╭─ Text section

Jadav Payeng: The man who planted trees
Jadav Payeng: The man who planted trees.

A few weeks ago, I found myself stuck in thoughts about how small and insignificant I am. The negativity felt overwhelming. I don’t know what triggered it. It could have been my ongoing struggle with financial independence, or discomfort with my own body. Whatever it was, it pushed me into thinking about legacy.

I realized I hadn’t been paying much attention to it, even though I do want to be remembered in some way. Not as someone extraordinary, but as someone who mattered. I don’t think that desire is unusual.

I’m not denying that I have skills or potential, but there are times when it feels like I have nothing meaningful to contribute. When that thought takes hold, everything starts looping. Time keeps moving, and I imagine myself fading out of relevance, eventually forgotten. That idea has a way of flattening everything else.

Around that time, I came across a video about Jadav Payeng, the man from Assam who spent his life planting trees. I’d seen it before and dismissed it. Just planting trees. Nothing remarkable.

This time, it landed differently. What he did wasn’t loud or symbolic. It was slow, repetitive, and deeply committed. Over time, it reshaped an entire landscape. I don’t think I can fully explain why it affected me, but it reframed something important. Impact doesn’t need an audience. Meaning doesn’t need scale.

It made me realize how often we overlook quiet lives that are lived with intention. People who don’t announce their purpose but embody it. That recognition shifted something in me. Purpose doesn’t have to be grand. It just has to be real.

╰─
╭─ Dataset excerpts

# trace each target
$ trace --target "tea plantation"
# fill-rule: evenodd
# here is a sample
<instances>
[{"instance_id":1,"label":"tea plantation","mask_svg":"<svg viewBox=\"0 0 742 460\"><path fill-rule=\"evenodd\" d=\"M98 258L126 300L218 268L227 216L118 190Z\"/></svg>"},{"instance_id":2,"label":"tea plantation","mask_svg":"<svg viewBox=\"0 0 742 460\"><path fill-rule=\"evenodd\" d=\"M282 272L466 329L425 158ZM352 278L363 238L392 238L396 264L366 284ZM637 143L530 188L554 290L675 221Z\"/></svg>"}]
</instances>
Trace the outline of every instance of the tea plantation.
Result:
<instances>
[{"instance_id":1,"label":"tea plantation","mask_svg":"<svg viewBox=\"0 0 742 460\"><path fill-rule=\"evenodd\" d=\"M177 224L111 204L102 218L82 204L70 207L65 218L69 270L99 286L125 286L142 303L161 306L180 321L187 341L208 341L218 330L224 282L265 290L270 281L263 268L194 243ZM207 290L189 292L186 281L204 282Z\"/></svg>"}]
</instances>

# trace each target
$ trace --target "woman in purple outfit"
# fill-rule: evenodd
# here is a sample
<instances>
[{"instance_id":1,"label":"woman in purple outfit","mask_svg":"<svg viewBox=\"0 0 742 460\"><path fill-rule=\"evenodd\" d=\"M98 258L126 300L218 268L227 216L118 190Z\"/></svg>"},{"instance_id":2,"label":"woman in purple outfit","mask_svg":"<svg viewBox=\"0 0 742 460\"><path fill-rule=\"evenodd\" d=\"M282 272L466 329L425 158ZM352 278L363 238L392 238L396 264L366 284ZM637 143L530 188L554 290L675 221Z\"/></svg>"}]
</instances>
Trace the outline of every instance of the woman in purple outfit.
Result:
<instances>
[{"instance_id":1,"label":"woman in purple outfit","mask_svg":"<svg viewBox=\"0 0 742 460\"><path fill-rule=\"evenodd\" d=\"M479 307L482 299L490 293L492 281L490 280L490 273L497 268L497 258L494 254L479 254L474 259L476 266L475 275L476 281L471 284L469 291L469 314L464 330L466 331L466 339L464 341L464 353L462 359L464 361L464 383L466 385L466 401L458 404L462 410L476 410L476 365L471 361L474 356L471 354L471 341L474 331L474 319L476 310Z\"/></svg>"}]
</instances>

╰─

> **Task list**
1. Rewrite the part of the piece about Jadav Payeng that opens with the words containing "A few weeks" and closes with "desire is unusual.", putting "my future" in place of "legacy".
2. Answer these questions from the piece about Jadav Payeng.
(a) Where is Jadav Payeng from?
(b) How did the writer respond on first seeing the video about him?
(c) What two possible causes does the writer name for the negativity?
This data is separate material with no connection to the piece about Jadav Payeng.

> **Solved tasks**
1.
A few weeks ago, I found myself stuck in thoughts about how small and insignificant I am. The negativity felt overwhelming. I don’t know what triggered it. It could have been my ongoing struggle with financial independence, or discomfort with my own body. Whatever it was, it pushed me into thinking about my future.

I realized I hadn’t been paying much attention to it, even though I do want to be remembered in some way. Not as someone extraordinary, but as someone who mattered. I don’t think that desire is unusual.

2.
(a) Assam.
(b) The writer dismissed it.
(c) An ongoing struggle with financial independence, or discomfort with the writer's own body.